Transcribe every line of the material below word for word, leaving out the pictures.

## START Dataset extract

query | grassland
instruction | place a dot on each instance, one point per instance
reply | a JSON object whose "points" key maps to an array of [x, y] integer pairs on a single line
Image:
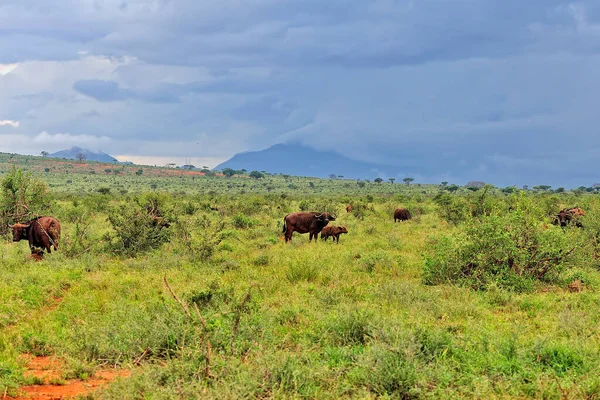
{"points": [[302, 320]]}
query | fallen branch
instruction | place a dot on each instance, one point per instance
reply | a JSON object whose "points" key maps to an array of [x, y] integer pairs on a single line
{"points": [[183, 306], [238, 316]]}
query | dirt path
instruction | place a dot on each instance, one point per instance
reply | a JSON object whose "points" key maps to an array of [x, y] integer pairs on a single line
{"points": [[49, 370]]}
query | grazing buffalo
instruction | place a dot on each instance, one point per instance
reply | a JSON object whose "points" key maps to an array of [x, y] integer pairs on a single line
{"points": [[303, 222], [160, 222], [334, 232], [402, 214], [568, 215], [41, 232]]}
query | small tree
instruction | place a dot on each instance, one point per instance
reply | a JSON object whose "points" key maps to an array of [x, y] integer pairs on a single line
{"points": [[22, 198], [139, 225]]}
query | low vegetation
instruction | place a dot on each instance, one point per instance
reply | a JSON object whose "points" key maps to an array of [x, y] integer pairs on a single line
{"points": [[192, 288]]}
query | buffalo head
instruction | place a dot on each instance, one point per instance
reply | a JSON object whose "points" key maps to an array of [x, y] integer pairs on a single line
{"points": [[325, 217], [19, 231]]}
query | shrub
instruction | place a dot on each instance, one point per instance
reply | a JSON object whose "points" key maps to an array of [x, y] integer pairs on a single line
{"points": [[389, 373], [510, 250], [138, 226], [242, 222], [349, 328], [201, 245], [297, 272], [23, 197], [452, 208]]}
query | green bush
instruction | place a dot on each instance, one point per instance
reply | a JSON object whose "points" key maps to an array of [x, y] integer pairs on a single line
{"points": [[23, 197], [512, 250], [138, 226], [452, 208]]}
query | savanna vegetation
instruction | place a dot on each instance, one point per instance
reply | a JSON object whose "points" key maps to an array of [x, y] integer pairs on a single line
{"points": [[478, 296]]}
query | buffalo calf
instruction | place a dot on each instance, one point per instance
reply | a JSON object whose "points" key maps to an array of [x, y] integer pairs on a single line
{"points": [[334, 232], [402, 214], [40, 232], [305, 222]]}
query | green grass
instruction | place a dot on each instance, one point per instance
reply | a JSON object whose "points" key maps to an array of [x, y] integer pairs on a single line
{"points": [[299, 320]]}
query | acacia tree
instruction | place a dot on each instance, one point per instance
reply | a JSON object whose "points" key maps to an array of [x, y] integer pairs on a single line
{"points": [[22, 198]]}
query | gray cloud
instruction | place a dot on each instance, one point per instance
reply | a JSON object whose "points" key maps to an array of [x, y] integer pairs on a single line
{"points": [[474, 89]]}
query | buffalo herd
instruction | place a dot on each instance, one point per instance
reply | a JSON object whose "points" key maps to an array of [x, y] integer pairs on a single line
{"points": [[43, 233]]}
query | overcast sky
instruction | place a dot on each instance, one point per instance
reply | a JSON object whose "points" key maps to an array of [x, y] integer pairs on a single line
{"points": [[504, 91]]}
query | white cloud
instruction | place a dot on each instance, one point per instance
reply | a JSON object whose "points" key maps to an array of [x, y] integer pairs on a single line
{"points": [[27, 144], [6, 68], [14, 124]]}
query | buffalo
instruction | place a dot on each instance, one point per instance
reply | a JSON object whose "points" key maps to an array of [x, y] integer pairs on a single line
{"points": [[402, 214], [334, 232], [303, 222], [568, 215], [41, 232]]}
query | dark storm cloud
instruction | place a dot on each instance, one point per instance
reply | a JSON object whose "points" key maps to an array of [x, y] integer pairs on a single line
{"points": [[452, 90]]}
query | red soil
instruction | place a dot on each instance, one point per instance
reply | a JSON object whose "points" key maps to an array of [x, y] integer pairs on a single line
{"points": [[50, 370]]}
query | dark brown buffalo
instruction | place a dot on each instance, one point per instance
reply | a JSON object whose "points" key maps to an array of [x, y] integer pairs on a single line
{"points": [[41, 232], [305, 222], [334, 232], [402, 214], [568, 215]]}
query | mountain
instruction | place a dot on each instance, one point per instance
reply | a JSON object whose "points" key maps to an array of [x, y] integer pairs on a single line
{"points": [[89, 155], [295, 159]]}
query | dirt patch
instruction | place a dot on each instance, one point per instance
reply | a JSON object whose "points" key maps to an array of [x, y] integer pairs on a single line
{"points": [[49, 371]]}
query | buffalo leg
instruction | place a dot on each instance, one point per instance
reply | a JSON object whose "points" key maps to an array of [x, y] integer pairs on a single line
{"points": [[288, 235]]}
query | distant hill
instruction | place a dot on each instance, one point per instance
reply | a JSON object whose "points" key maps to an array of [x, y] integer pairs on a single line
{"points": [[295, 159], [71, 154]]}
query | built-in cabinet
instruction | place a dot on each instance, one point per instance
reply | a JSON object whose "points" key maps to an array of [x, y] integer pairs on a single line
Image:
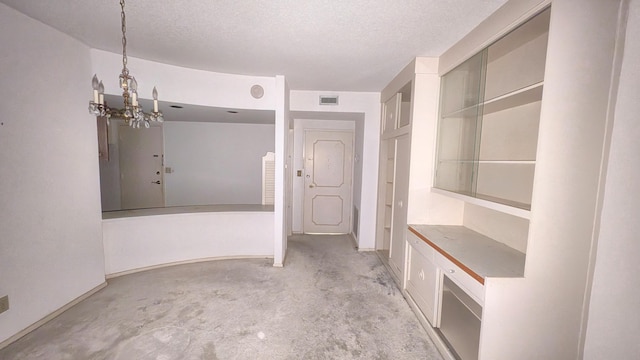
{"points": [[489, 116], [504, 176], [394, 170]]}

## END Dataset extract

*Right answer*.
query | grassland
instruction | place a dot on each instance, one point per instance
reply | a JSON object whose "points" key maps to an array of [x, y] integer pairs on a single line
Image:
{"points": [[302, 320]]}
query | fallen branch
instruction | place a dot on each instance, one point per instance
reply | a JSON object whose "points" key maps to an array of [x, y] integer pairs on a single line
{"points": [[183, 306], [238, 316]]}
query | dirt path
instruction | place a dot on each instance, one point per instance
reply | a JSON object whose "points" key maps to an array of [x, y] integer pairs on a single line
{"points": [[49, 370]]}
query | grazing buffalo
instruction | place a dot on each instance, one point per instance
reply | a JSON object whose "points" key maps to an array of [x, y] integer pairs on a single line
{"points": [[303, 222], [160, 222], [334, 232], [402, 214], [568, 215], [41, 232]]}
query | small tree
instruction | place a dot on each instance, one point per instance
reply | a JSON object whose "points" key maps to an array of [x, y] integer pairs on a single line
{"points": [[22, 198], [139, 225]]}
query | low vegetation
instruction | place a dot on each instance, one point per instance
reply | a JSON object whose "points" key maps to an array of [x, y] integer pairs on a single line
{"points": [[192, 288]]}
query | buffalo head
instruction | place a dot on each instance, one point per instance
reply | a JSON object whose "points" key maps to an array of [x, y] integer pairs on a single line
{"points": [[325, 217], [19, 231]]}
query | shrub
instruction | place a dot on each instance, one point per instance
reply | a JSON object whose "points" key maps to an array of [x, y] integer pairs on a single line
{"points": [[389, 373], [510, 250], [138, 226], [242, 222], [349, 328], [201, 245], [297, 272], [23, 197], [452, 208]]}
query | green bush
instruction | place a dot on each instance, one point per instance
reply | a JSON object whose "points" key maps to an array of [x, y] integer pairs on a single line
{"points": [[23, 197], [512, 250], [138, 226], [452, 208]]}
query | savanna vegetation
instruction | place a dot on each instance, one point per instance
reply | a JSON object whose "points" key maps to an array of [x, y] integer pairs on a single line
{"points": [[478, 296]]}
query | buffalo calf
instruction | place a dot on each instance, one point per instance
reply | a JSON object whose "points" key maps to an array of [x, y] integer pairs on a single line
{"points": [[334, 232], [402, 214], [40, 232], [305, 222]]}
query | green grass
instruction | place a dot on each instance, one point per instance
reply | a JSON object whose "points" key maps to an array of [x, y] integer pairs on a single line
{"points": [[299, 320]]}
query | acacia tree
instruction | place a dot on each instance, one point per instance
reply | a JSON object whose "points" key maps to an array of [x, y] integer pairs on a single line
{"points": [[22, 198]]}
query | gray cloud
instruction | place a dot on each instance, one point per instance
reply | a JSON object whose "points" key maps to an array of [x, y] integer pairs on a single line
{"points": [[474, 89]]}
query | buffalo herd
instruction | place a dot on each instance, one point per instance
reply | a JSON object whose "points" key maps to an array of [x, y] integer pairs on a single line
{"points": [[43, 233]]}
query | overcast sky
instruction | place a dot on each instance, one point per instance
reply | a JSON object whose "points" key maps to an array of [x, y] integer pairs on a single line
{"points": [[504, 91]]}
query | white cloud
instruction | place a dot on each instance, one point per instance
reply | a JSON object whose "points" key maps to an array of [x, y] integer pairs on a single line
{"points": [[27, 144], [6, 68], [14, 124]]}
query | buffalo
instruction | place a dot on each instance, one point per instance
reply | a JSON object whose "points" key maps to an array of [x, y] integer pairs on a single line
{"points": [[402, 214], [334, 232], [303, 222], [568, 215], [41, 232]]}
query | dark storm cloud
instruction | place a dot on each instance, one point per instance
reply | a JSON object whose "points" key maps to an array of [x, y] integer pairs on a single line
{"points": [[452, 90]]}
query | red soil
instruction | place a dot on each instance, one point per instance
reply | a JSON object whose "points" key maps to an array of [x, y] integer pairs on a single line
{"points": [[50, 370]]}
query | dark brown buffalo
instruction | place a dot on each instance, one point per instance
reply | a JSON object whose "points" key maps to an array of [x, y] integer pairs on a single line
{"points": [[41, 232], [305, 222], [334, 232], [402, 214], [568, 215]]}
query | mountain
instruction | place a dot on each instance, one point per instance
reply | a JSON object whose "points" key maps to an array of [x, y] integer pairs on a single line
{"points": [[89, 155], [295, 159]]}
query | dirt patch
instruction | place a dot on each instance, one point per instance
reply | a JSON object whose "points" key maps to an array of [x, y] integer pairs on a single line
{"points": [[49, 371]]}
query | buffalo leg
instruction | place a dot on each instance, one point per instance
reply | a JSON object whose "points" key maps to an array of [x, y] integer pairs on a single line
{"points": [[288, 235]]}
query | distant hill
instruction | place a dot on each instance, one point per instance
reply | a JSON object whose "points" key maps to an array of [x, y] integer pairs on a single line
{"points": [[295, 159], [71, 154]]}
query | built-in cabinet
instruction | place a dot on each instance, one point per instance
reply | a JSON object whose "points" key maps to an array of [x, y] integer pairs on a single line
Image:
{"points": [[489, 116], [504, 176], [394, 170]]}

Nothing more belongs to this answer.